Start of Entries

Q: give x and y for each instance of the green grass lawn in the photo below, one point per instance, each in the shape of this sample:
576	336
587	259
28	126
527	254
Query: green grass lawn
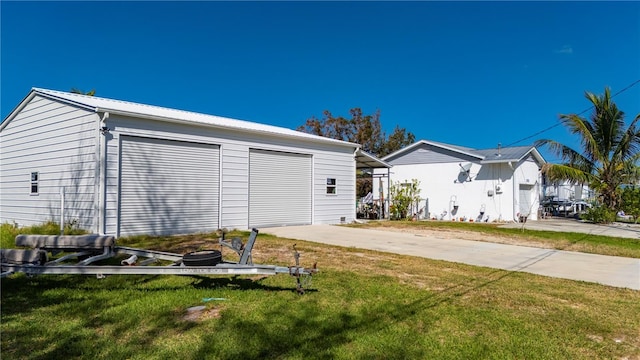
362	305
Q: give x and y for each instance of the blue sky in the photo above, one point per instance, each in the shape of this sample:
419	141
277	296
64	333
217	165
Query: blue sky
466	73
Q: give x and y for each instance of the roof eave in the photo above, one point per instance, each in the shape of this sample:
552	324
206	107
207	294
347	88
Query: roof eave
316	139
18	108
372	159
403	150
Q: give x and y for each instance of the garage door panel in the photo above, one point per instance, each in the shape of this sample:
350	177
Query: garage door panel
280	188
168	187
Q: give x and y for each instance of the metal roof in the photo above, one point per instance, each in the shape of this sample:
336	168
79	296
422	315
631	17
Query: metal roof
508	154
487	156
364	160
127	108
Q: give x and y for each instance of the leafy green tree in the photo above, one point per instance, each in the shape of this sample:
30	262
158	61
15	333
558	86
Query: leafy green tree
362	129
608	150
404	196
397	140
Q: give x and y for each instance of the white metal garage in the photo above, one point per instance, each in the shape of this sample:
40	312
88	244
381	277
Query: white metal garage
279	188
123	168
168	187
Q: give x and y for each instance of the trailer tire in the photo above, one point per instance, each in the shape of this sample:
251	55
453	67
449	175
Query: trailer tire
202	258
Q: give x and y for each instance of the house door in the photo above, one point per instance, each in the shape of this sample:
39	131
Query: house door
279	188
526	194
168	187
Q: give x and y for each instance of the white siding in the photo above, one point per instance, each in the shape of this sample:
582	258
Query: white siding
442	184
59	142
330	161
328	208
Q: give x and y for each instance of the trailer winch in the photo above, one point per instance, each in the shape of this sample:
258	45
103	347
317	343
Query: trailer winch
89	250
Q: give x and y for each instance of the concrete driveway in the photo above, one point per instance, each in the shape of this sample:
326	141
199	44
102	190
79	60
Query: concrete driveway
607	270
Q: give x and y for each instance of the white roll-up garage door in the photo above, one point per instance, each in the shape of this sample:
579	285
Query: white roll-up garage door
168	187
279	188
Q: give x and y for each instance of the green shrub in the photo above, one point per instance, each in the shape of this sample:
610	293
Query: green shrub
599	215
403	197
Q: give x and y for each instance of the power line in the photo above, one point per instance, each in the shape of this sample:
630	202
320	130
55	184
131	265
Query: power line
580	113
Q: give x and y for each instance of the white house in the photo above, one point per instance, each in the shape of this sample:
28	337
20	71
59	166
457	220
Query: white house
456	182
122	168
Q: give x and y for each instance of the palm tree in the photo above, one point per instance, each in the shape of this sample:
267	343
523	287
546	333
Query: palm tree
608	153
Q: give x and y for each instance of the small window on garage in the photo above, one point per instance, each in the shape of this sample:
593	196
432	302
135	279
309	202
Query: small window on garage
331	186
34	182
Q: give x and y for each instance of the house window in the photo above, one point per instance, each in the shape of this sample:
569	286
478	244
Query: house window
34	183
331	185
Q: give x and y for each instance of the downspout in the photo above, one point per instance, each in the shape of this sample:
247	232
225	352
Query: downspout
354	214
101	171
388	199
513	194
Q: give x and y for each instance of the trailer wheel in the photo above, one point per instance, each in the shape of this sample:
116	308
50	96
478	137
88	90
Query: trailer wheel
202	258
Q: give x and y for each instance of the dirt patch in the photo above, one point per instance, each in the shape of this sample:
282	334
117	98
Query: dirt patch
201	313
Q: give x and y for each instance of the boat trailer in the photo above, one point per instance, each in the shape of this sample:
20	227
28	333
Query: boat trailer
87	250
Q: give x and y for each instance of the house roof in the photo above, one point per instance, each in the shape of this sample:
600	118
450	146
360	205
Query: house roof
508	154
364	160
126	108
486	156
454	148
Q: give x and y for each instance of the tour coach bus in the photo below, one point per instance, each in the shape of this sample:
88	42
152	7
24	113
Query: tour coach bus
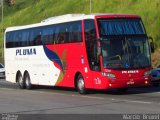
101	51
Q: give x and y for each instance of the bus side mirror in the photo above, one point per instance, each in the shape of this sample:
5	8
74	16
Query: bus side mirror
151	44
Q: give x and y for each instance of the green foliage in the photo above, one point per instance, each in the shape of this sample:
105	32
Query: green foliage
33	11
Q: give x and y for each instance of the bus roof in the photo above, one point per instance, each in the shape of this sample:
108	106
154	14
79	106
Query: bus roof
69	18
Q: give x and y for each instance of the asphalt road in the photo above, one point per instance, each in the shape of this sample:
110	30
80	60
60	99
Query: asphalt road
43	100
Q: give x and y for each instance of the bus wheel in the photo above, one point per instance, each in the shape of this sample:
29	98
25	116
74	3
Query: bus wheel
122	90
20	81
27	81
81	85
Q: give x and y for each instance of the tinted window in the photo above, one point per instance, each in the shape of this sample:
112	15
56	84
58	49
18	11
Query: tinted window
91	44
59	33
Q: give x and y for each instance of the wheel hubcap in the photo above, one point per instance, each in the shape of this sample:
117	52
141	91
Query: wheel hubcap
27	82
20	81
81	84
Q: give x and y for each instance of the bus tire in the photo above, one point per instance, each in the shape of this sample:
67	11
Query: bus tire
81	85
122	90
27	81
20	81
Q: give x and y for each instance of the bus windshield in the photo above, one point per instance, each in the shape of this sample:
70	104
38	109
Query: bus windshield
124	43
125	52
120	27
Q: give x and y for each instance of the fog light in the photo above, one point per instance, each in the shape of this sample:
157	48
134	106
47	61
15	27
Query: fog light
110	85
146	82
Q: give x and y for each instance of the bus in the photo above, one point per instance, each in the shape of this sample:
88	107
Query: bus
97	51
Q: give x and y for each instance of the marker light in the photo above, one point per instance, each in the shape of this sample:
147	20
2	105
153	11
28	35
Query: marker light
147	73
109	75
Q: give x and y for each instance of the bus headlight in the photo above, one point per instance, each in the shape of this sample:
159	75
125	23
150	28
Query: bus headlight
109	75
147	73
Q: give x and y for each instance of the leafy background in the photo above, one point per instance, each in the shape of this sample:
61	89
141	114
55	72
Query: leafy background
32	11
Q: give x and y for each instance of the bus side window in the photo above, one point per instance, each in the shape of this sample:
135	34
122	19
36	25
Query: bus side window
91	44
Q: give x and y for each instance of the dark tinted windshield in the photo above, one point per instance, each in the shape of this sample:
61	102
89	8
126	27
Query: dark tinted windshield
120	27
125	52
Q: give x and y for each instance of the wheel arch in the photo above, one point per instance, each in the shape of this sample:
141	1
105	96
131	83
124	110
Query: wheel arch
17	74
75	78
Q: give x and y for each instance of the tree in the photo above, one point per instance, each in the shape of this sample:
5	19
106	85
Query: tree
11	2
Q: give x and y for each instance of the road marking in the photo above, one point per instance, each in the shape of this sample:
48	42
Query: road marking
85	96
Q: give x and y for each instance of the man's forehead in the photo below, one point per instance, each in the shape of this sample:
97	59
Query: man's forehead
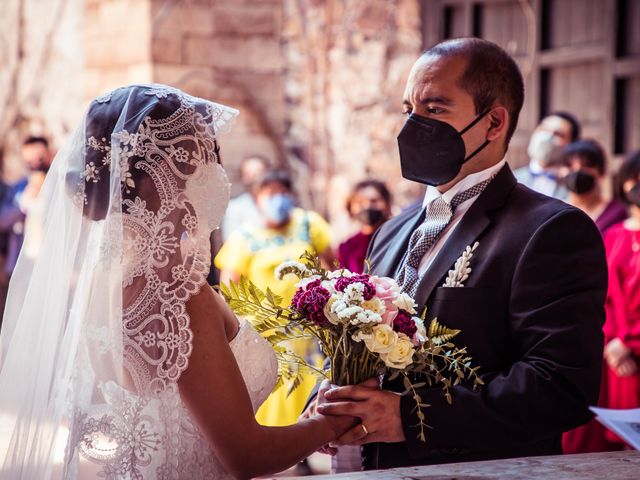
434	75
554	123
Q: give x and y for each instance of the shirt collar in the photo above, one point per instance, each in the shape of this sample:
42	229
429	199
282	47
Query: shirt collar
467	182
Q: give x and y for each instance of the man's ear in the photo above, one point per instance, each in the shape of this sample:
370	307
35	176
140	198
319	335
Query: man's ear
498	123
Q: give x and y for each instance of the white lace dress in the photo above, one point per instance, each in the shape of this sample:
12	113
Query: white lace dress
140	265
132	438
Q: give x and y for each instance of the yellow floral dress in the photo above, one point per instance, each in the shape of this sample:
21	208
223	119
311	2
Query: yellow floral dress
256	253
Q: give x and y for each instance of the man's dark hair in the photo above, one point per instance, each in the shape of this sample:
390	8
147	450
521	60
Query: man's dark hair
573	121
629	170
491	76
589	152
275	176
32	140
379	186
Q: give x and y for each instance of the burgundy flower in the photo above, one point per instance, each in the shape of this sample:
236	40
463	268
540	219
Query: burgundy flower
403	323
310	302
369	289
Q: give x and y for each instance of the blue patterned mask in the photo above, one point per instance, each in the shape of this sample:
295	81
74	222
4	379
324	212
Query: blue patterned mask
278	208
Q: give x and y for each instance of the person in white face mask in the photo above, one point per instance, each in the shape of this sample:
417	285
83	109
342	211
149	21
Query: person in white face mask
554	132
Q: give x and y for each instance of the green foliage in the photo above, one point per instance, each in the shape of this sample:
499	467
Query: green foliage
439	334
436	363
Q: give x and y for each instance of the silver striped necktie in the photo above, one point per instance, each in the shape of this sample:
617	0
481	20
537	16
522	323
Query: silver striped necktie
439	214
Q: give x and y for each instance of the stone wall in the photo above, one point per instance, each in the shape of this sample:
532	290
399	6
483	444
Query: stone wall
347	65
229	52
318	83
41	74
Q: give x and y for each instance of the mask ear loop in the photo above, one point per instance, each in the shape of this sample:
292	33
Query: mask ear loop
467	128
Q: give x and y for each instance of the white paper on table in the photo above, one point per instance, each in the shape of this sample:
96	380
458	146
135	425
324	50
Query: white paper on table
624	423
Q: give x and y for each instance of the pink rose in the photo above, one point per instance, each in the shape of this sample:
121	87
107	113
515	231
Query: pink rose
387	290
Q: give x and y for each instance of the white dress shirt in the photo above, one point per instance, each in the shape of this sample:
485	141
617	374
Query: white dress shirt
433	193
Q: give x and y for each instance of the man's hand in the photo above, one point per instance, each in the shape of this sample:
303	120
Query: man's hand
379	411
626	367
615	352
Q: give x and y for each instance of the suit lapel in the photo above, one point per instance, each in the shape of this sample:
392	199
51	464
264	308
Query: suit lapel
392	258
473	223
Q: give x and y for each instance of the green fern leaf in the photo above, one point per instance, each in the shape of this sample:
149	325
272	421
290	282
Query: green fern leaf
439	333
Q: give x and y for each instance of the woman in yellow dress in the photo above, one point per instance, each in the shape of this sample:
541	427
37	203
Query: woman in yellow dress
256	251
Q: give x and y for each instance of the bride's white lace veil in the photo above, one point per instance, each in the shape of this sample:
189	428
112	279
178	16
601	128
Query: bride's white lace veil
99	317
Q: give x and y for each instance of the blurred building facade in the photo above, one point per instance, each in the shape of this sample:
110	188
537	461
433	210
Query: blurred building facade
318	82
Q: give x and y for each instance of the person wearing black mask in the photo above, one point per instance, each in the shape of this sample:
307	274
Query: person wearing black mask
584	167
622	328
532	306
369	204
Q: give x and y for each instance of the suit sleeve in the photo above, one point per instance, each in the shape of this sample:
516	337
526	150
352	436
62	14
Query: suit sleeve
556	314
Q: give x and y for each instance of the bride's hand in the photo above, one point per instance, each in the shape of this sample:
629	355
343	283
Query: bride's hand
339	425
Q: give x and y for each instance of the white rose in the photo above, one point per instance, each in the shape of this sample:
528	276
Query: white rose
422	330
401	354
335	274
348	312
405	302
355	292
366	316
329	312
382	339
375	305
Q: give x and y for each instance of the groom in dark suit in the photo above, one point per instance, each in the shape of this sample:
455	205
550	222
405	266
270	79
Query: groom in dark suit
531	310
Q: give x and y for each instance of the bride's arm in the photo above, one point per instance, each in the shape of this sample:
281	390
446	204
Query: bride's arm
214	391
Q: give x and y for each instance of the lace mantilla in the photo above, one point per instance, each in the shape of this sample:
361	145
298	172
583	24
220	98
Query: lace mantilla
144	438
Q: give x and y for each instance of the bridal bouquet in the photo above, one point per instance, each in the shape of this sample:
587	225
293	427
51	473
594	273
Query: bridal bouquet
364	324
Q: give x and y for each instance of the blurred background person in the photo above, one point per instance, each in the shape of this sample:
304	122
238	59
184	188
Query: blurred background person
368	204
242	209
552	133
583	173
256	251
19	210
622	327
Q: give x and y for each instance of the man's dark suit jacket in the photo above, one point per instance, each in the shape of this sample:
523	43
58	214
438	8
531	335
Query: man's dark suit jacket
531	314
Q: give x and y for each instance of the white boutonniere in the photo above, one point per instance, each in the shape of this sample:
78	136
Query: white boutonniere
461	269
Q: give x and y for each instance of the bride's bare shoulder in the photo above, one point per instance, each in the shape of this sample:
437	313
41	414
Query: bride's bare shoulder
209	312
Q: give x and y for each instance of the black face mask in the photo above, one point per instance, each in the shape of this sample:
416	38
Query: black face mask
41	167
633	195
580	182
432	151
370	216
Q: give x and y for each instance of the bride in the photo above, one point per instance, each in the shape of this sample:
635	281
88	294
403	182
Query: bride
117	361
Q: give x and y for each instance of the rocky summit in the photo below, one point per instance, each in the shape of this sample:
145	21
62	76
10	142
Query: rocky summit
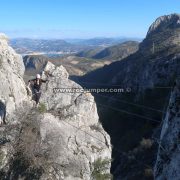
162	35
150	72
61	139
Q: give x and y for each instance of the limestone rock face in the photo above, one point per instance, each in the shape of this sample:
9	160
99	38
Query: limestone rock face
168	157
72	126
12	88
163	35
62	140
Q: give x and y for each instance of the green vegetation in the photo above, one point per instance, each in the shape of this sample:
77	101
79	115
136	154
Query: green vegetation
42	108
0	62
100	170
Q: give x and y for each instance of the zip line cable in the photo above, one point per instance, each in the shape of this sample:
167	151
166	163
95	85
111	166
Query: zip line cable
121	110
126	102
119	85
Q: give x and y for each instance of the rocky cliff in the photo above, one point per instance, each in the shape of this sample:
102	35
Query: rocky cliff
168	157
12	87
150	73
62	139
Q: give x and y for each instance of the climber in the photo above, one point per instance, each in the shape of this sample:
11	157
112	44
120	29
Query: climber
36	87
2	113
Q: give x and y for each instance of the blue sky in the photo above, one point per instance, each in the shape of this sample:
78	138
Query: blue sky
81	18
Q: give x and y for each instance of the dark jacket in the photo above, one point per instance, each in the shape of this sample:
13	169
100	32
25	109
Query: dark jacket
36	84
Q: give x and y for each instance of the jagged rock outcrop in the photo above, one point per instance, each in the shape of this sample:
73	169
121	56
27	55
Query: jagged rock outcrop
12	87
150	73
62	139
168	157
163	35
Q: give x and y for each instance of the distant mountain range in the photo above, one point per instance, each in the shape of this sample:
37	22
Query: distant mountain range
68	46
150	73
115	52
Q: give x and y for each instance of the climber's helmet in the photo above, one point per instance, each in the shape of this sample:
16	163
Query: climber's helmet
38	76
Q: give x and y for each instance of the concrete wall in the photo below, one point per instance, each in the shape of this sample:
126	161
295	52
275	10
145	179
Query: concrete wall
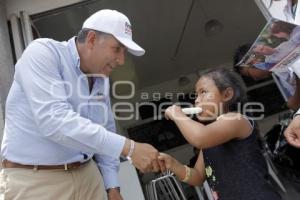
35	6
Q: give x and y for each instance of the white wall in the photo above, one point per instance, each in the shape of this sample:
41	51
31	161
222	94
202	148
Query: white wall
35	6
276	10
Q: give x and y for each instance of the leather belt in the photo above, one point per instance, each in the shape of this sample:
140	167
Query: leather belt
70	166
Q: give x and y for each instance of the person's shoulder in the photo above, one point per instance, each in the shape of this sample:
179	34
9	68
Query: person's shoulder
45	42
231	116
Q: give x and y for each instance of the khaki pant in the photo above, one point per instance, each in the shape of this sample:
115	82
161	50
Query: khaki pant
84	183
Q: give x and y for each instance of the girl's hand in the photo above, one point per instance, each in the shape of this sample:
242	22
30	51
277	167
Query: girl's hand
174	112
168	162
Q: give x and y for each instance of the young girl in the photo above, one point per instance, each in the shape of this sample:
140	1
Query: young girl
230	158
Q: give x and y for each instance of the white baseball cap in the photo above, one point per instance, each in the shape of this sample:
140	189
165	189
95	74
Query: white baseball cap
117	24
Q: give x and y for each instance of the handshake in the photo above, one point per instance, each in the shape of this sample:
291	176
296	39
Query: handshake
143	156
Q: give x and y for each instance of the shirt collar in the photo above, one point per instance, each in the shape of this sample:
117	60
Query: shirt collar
73	49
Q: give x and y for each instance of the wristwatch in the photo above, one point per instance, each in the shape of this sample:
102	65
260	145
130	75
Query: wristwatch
117	188
128	157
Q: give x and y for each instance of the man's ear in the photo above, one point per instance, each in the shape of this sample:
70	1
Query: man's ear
227	94
90	39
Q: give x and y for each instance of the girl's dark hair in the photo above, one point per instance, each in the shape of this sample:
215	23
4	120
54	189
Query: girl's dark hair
225	78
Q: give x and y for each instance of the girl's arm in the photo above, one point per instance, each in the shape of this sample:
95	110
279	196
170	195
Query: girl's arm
195	177
229	126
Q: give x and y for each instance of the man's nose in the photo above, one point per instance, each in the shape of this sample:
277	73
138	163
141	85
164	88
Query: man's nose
121	57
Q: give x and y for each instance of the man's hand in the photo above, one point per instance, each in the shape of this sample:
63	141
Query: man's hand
114	194
145	158
292	132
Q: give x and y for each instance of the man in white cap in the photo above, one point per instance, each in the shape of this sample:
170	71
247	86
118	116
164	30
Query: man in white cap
59	117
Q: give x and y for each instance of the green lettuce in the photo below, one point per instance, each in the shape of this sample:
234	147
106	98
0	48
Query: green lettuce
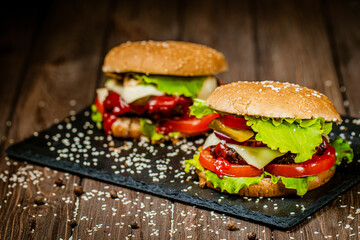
200	109
187	86
294	135
194	162
148	129
342	149
234	184
96	116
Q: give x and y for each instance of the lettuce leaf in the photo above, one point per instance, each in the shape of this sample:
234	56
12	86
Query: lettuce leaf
148	129
194	162
294	135
301	185
343	150
200	109
96	116
187	86
234	184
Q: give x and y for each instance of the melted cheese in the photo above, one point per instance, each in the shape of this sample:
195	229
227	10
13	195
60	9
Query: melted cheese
258	157
132	93
208	87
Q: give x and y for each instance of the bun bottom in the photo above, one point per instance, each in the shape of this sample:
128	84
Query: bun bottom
125	127
267	189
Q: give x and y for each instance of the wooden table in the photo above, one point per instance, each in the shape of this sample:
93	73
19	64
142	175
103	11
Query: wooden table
50	63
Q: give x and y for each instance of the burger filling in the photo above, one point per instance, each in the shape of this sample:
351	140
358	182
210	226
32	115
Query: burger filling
245	149
161	102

End of Entries

**What you need to do:** Copy the part of the records above that opens with the line containing "Q: give x and y for each instance of the wooden" and runs through the end of the records, requests included. Shift every answer coordinate up by 74, and leave the sample points in the requests unchanged.

**Task result:**
Q: give x and y for each instance of the wooden table in the photo above, one point per instance, each in the shape of this sample:
93	73
19	64
142	175
103	11
Query: wooden table
124	137
Q: give x and y for each instance of the burger filling in the photo above, one point per instance, each in the shape of this sample:
351	140
358	182
210	226
32	115
Query: burger filling
319	223
235	176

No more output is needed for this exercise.